Instructions for the task:
Word for word, reproduce every line of the data below.

Provided material:
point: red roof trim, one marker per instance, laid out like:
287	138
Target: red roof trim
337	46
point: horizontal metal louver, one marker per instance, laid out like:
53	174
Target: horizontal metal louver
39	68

Your response:
point: red roof trim, one marker per instance, laid out like:
287	138
Target: red roof trim
337	46
point: horizontal metal louver, one marker per instance, laid out like:
53	174
Target: horizontal metal louver
39	68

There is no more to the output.